(Task item)
Each line of the data should be duplicated precisely.

(Entries supplied)
============================================================

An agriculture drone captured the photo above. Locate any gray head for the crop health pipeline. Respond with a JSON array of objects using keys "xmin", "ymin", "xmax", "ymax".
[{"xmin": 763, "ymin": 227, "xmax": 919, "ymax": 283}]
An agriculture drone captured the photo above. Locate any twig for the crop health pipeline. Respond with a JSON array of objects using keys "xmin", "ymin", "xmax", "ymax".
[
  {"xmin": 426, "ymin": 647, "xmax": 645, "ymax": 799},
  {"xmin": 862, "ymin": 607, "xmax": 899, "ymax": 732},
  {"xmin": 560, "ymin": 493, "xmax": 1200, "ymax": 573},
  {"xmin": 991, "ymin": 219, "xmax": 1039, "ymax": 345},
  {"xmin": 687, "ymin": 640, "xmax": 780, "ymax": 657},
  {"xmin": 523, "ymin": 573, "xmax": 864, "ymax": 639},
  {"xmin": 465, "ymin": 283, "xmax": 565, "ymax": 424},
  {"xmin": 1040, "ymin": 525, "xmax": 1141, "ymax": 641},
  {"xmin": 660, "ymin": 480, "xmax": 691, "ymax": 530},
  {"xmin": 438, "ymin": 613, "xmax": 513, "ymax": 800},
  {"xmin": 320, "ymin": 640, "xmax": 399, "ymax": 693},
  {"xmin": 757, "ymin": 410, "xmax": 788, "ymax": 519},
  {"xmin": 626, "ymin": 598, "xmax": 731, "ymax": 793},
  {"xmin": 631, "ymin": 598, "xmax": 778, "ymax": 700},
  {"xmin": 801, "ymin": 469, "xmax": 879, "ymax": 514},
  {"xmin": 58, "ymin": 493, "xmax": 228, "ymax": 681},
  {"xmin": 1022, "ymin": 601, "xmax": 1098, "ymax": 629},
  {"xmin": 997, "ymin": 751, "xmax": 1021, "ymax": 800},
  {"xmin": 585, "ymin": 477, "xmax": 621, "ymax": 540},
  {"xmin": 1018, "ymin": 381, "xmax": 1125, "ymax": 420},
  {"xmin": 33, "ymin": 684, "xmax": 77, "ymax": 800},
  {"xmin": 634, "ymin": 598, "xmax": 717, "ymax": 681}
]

============================================================

(Solution for this exercise)
An agriculture drone captured the photo above. Locate any gray head for the crop health pipeline. Respond with a JSON array of objects using keys "xmin", "ymin", "xmax", "ymax".
[{"xmin": 763, "ymin": 227, "xmax": 919, "ymax": 283}]
An agriculture drone captured the photo above. Locate any twig for the crop health pipeline. Respond with a JSON array of objects using keys "xmin", "ymin", "xmax", "ymax".
[
  {"xmin": 426, "ymin": 647, "xmax": 645, "ymax": 799},
  {"xmin": 862, "ymin": 607, "xmax": 899, "ymax": 732},
  {"xmin": 560, "ymin": 493, "xmax": 1200, "ymax": 573},
  {"xmin": 991, "ymin": 219, "xmax": 1039, "ymax": 345},
  {"xmin": 687, "ymin": 640, "xmax": 780, "ymax": 657},
  {"xmin": 523, "ymin": 573, "xmax": 864, "ymax": 639},
  {"xmin": 465, "ymin": 283, "xmax": 565, "ymax": 424},
  {"xmin": 1040, "ymin": 525, "xmax": 1141, "ymax": 641},
  {"xmin": 660, "ymin": 480, "xmax": 691, "ymax": 530},
  {"xmin": 438, "ymin": 613, "xmax": 513, "ymax": 800},
  {"xmin": 320, "ymin": 640, "xmax": 399, "ymax": 693},
  {"xmin": 757, "ymin": 410, "xmax": 788, "ymax": 519},
  {"xmin": 626, "ymin": 598, "xmax": 731, "ymax": 793},
  {"xmin": 631, "ymin": 598, "xmax": 778, "ymax": 700},
  {"xmin": 801, "ymin": 469, "xmax": 879, "ymax": 514},
  {"xmin": 58, "ymin": 493, "xmax": 228, "ymax": 681},
  {"xmin": 1022, "ymin": 601, "xmax": 1098, "ymax": 629},
  {"xmin": 997, "ymin": 751, "xmax": 1021, "ymax": 800},
  {"xmin": 585, "ymin": 477, "xmax": 621, "ymax": 540},
  {"xmin": 1018, "ymin": 381, "xmax": 1125, "ymax": 420},
  {"xmin": 33, "ymin": 684, "xmax": 77, "ymax": 800},
  {"xmin": 634, "ymin": 598, "xmax": 717, "ymax": 681}
]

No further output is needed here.